§ Extract:
╔══
Umbartha is a Marathi language blockbuster film that almost everyone would have heard about for various reasons. Maybe it was because the lead actors Smita Patil and Girish Karnad were very popular, maybe it was because the director Jabbar Patel enjoyed an extremely good reputation amongst the audience or maybe because it had songs like Gagan Sadan sung by Lata Mangeshkar that can still be heard in homes.
However, the most distinctive and striking feature of the Umbartha was its poster. A 1982 film poster dominated by the face of a woman who does not look like then-associated characterisations of being feminine and has a determined look and aura of authority around her and around her there are small figures, all women! This is the most intriguing element of the film – a woman trying to exercise her agency and enabling other women to do the same is what sets Umbartha apart from other films of the time.
At one level, it is the story of a lady who is attempting to exercise her agency by stepping out of her family where she does not think she belongs to contribute to improving the lives of destitute women. At another level, it is also a story of how women who have in some way or other been wronged or have suffered the brunt of patriarchy and ultimately found their home with other women like them.
╚══
§ Data provided:
╔══
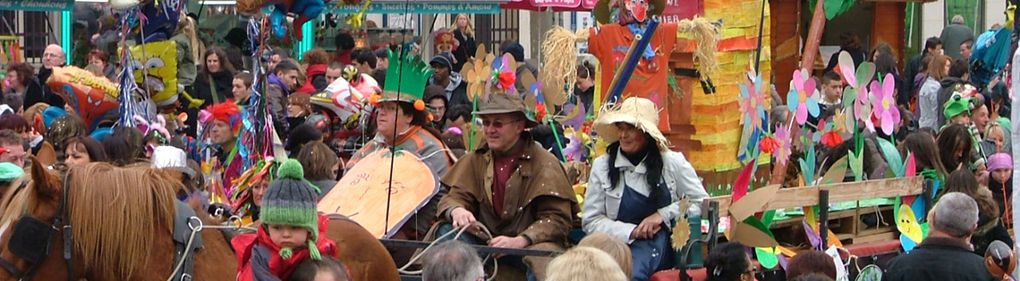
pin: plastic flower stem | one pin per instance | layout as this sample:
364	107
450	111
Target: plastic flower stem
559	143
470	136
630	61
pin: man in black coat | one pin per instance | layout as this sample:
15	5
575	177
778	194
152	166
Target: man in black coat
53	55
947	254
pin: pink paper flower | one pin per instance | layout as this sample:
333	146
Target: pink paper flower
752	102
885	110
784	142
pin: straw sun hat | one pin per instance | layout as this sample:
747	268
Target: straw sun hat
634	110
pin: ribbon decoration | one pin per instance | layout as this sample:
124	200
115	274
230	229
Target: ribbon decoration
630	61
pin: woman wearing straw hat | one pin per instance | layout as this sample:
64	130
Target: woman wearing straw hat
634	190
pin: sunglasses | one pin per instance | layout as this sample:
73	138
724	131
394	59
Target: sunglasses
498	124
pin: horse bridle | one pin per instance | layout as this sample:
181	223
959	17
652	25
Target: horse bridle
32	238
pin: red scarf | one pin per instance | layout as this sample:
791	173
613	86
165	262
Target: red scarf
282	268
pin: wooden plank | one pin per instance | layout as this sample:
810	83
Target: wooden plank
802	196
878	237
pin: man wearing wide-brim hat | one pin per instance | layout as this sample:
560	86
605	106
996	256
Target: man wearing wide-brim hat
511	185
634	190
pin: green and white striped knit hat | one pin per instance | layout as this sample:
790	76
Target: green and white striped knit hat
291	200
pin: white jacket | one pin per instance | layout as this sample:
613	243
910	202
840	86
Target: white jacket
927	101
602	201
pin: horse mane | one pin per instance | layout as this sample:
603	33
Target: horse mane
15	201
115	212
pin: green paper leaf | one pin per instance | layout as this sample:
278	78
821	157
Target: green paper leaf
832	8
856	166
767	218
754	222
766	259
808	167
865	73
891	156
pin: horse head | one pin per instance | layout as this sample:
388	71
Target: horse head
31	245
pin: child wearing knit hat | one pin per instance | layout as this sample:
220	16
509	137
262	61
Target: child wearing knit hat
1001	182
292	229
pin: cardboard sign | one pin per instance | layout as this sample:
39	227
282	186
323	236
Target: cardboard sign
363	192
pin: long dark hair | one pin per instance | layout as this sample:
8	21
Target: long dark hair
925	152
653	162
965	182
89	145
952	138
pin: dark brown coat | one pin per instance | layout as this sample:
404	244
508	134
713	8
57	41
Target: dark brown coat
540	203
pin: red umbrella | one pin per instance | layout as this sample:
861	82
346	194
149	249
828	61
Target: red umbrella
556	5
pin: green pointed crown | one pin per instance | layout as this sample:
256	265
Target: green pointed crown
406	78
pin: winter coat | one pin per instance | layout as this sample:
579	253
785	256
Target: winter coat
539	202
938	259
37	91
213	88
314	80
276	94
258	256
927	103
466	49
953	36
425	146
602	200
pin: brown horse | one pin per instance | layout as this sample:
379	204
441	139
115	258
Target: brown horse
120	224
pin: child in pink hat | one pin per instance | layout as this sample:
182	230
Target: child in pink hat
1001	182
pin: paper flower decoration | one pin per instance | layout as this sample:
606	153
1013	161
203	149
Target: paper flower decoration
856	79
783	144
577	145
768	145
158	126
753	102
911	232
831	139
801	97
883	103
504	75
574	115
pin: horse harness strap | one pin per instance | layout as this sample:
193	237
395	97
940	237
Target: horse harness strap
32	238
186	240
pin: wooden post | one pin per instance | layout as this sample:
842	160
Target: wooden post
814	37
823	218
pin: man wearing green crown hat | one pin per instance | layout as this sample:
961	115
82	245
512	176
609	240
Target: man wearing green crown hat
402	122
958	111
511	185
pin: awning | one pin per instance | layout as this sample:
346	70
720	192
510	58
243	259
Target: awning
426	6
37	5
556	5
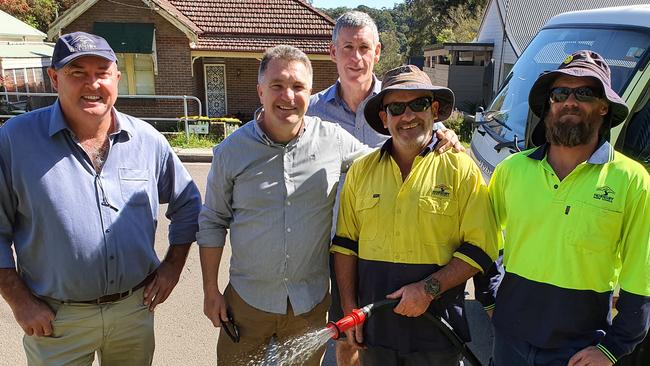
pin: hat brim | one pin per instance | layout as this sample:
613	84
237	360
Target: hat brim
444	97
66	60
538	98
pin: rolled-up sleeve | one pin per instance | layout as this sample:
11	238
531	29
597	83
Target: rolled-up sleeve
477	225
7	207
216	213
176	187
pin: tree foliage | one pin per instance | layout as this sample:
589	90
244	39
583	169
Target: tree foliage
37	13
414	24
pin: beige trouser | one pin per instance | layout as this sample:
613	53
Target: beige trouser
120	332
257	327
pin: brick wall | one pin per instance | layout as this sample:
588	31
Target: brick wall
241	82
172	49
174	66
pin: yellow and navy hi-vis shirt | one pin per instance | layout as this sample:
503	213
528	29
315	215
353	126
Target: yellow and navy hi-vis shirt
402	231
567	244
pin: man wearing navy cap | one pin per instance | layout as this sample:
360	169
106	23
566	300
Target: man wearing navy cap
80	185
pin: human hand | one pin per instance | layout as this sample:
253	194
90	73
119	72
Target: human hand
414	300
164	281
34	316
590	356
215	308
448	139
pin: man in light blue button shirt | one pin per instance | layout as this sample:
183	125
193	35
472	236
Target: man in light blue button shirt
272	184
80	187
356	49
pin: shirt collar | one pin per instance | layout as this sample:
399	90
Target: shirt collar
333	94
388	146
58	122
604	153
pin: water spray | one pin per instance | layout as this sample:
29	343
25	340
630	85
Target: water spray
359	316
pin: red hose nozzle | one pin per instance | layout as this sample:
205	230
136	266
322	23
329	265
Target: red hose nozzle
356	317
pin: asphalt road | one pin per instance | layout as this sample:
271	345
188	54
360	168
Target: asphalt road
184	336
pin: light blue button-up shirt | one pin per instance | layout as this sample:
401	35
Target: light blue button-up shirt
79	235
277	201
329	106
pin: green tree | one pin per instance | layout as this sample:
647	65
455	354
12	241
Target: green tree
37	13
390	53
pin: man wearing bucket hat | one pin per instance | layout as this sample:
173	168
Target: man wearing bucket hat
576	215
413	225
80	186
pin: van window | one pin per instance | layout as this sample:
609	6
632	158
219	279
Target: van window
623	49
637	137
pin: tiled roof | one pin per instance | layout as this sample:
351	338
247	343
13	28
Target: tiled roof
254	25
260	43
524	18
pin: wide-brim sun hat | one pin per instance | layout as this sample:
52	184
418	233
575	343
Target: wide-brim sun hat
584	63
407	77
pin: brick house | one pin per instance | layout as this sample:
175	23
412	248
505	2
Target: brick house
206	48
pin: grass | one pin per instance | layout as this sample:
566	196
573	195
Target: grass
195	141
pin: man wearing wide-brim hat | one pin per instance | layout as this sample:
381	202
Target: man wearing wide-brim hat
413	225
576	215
╚══
╔══
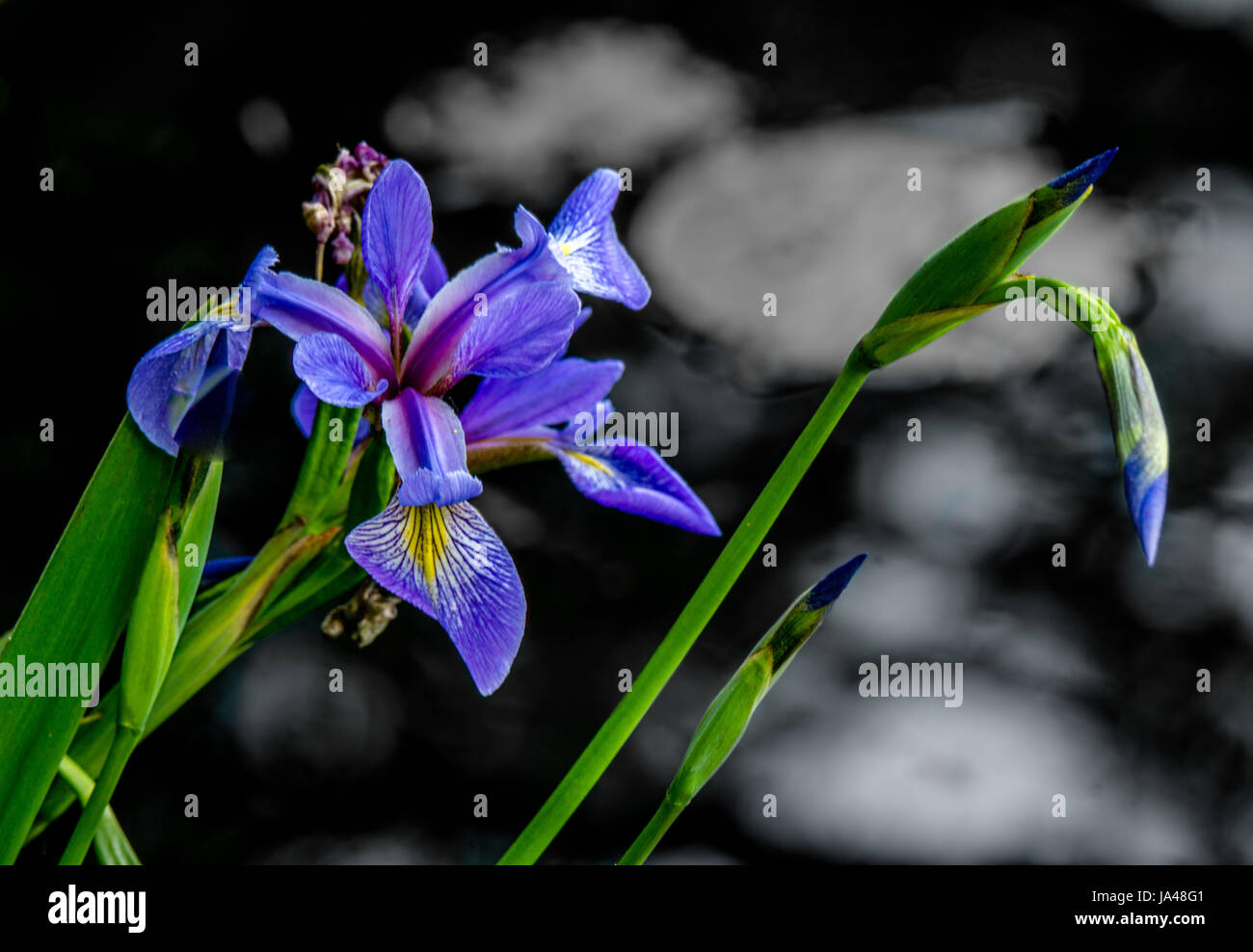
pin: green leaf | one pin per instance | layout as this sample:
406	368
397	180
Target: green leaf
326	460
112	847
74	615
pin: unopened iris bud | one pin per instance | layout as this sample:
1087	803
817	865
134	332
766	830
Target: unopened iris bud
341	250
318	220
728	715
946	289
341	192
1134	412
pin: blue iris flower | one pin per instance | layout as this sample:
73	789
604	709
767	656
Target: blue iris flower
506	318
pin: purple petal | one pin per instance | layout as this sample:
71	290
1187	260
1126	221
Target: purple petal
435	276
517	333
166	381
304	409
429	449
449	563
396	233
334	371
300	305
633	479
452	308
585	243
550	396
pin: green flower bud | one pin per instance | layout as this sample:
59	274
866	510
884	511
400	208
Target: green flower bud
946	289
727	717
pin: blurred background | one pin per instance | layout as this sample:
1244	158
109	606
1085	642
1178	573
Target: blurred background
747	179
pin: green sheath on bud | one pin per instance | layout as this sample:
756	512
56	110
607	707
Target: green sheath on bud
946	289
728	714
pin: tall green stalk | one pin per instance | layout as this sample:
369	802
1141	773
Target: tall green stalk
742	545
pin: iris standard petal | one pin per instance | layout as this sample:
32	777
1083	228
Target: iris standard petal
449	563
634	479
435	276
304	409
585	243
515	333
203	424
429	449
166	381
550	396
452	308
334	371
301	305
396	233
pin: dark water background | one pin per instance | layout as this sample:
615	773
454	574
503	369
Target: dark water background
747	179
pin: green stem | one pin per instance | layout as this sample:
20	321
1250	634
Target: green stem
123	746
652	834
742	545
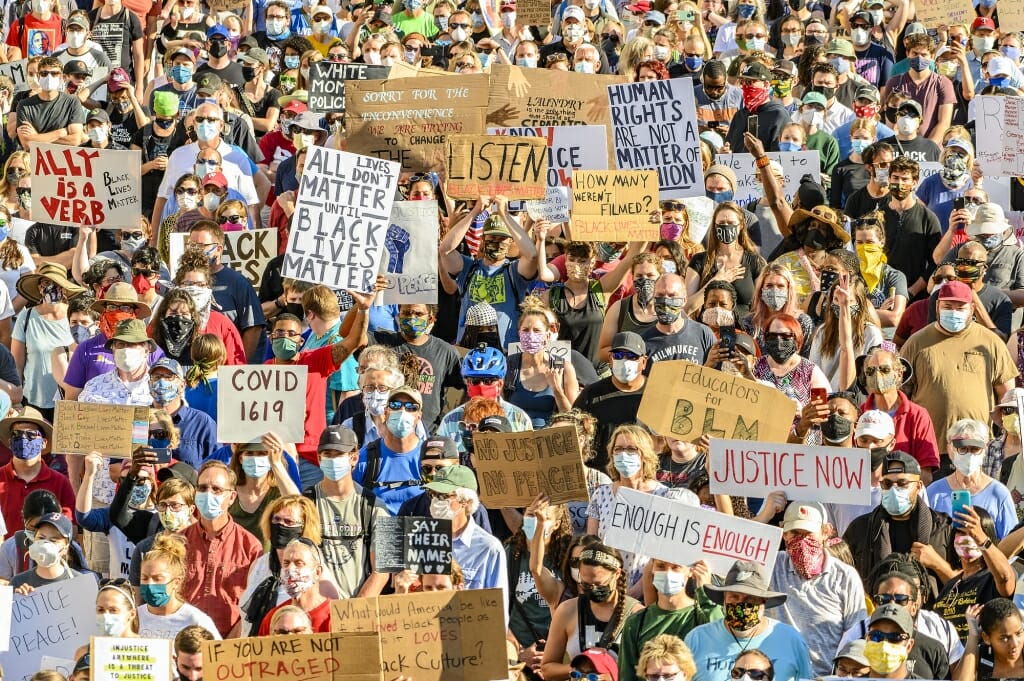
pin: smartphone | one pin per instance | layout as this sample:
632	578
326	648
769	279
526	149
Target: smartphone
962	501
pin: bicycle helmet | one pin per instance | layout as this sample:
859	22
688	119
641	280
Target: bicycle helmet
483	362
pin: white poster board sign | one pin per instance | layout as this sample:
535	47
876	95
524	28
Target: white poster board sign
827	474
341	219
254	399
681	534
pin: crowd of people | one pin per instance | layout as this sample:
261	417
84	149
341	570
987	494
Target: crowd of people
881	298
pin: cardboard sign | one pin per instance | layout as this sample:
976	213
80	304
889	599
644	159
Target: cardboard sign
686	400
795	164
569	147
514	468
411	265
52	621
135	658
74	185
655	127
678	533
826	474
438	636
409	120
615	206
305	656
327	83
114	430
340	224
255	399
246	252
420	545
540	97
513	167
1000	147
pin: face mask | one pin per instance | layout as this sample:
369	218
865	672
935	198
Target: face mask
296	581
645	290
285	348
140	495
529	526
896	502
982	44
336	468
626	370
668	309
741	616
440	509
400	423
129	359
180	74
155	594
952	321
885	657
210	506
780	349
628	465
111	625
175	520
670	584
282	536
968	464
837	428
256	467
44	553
╚══
§ Stated goal 1: Decide whether each statement agrees with the passage on Umbartha, answering yes or no and quoting the deciding words of that passage: (a) The film was directed by Jabbar Patel. (b) Gagan Sadan was sung by Smita Patil. (c) The small figures on the poster are all women.
§ Stated goal 2: Extend the passage on Umbartha, picking up after its final sentence.

§ Task result 1:
(a) Yes: "the director Jabbar Patel"
(b) No: "Gagan Sadan sung by Lata Mangeshkar"
(c) Yes: "there are small figures, all women!"

§ Task result 2:
At the end of the Umbartha, even Sulabha becomes one such woman and these other destitute women become her family. Additionally, it is an attempt to expose the individuals and parties who try to fulfil their own interests and selfish objectives in the name of philanthropy and systematic corruption which at times costs individuals their lives.
At the very beginning of the Umbartha, we get a sense of the kind of character Smita Patil is about to portray. The film starts with Sulabha roaming around alone, people in her family seem to be busy. Despite this, we feel that she is lonely and get a sense of what she later says, “I do not belong here“. With the degree she gets in sociology, a drive to do something for society and women, fuels Sulabha’s every action. Her husband Subhash, who supported her to take up this course shows his inherent patriarchy when he taunts her for not being understanding, not doing anything for the family and claiming that her attitude seems to have changed after the course.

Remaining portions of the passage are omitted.